> [Task description]: Render this sentence from the condolence messages in Spanish: "I feel your loss because I will also lose the love of my life."

> [Excerpt provided]:
=== Begin Enclosure ===

I don't look forward to the day I must say this too. I feel your loss because I will also lose the love of my life.
I hope for you that you can open your heart to your own life soon and that the time that you have takes on meaning which may be different from what you shared before; but, also be of value. We have our time and we have our life and we can hope that spirit can come back into it - even though we have suffered great loss.
Sincere Condolences Thunder to yourself and your daughter and all your family on the passing of your much loved wife Sharon ,now at peace and whole again God Bless Rosie
So sorry about the loss of the love of your life but I'm also happy that she is free of this disease. One of my favorite songs is "I'll see you on the other side" and the song goes on to say..."I'll be waiting on the far side banks of Jordan.......... I'll be waiting with my arms open wide. And when I see you coming I will rise up with a shout and coming running through the shallow waters reaching for your hand." Not the entire verse but those words are so dear to me. I hope they help you find comfort.

=== End Enclosure ===

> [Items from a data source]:
=== Begin Enclosure ===

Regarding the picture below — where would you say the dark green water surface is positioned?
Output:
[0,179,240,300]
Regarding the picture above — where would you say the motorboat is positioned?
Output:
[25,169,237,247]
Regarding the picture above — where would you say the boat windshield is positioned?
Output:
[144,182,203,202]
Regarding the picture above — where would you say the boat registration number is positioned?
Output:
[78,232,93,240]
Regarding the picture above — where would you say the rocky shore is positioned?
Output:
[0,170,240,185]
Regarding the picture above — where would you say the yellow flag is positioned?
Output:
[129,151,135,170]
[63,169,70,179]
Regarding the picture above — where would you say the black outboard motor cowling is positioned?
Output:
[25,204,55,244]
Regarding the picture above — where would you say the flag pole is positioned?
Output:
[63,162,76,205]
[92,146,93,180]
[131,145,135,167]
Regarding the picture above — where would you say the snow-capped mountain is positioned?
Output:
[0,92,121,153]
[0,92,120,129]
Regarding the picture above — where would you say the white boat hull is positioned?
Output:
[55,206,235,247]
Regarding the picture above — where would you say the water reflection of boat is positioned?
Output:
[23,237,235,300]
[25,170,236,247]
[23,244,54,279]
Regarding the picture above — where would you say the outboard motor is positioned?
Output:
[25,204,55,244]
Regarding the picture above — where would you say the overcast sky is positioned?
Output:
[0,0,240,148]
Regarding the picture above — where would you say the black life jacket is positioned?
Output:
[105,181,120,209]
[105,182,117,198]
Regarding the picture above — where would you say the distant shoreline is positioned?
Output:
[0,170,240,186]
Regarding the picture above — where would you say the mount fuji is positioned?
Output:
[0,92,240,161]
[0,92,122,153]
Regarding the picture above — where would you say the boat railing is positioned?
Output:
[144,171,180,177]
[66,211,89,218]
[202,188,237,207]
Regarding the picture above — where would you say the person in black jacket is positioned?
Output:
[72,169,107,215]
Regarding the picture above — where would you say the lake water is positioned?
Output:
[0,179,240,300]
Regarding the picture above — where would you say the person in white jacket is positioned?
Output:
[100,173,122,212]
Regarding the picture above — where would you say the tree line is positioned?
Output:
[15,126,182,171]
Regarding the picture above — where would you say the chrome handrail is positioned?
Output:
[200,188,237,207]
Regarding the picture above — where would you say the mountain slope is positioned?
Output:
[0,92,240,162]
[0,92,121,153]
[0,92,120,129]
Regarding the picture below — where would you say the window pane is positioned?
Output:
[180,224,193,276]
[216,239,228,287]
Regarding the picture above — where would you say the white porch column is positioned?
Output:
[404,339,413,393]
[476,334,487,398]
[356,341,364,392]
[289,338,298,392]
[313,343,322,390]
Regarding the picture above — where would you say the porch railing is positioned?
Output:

=== End Enclosure ===

> [Written response]: Siento tu pérdida porque yo también perderé al amor de mi vida.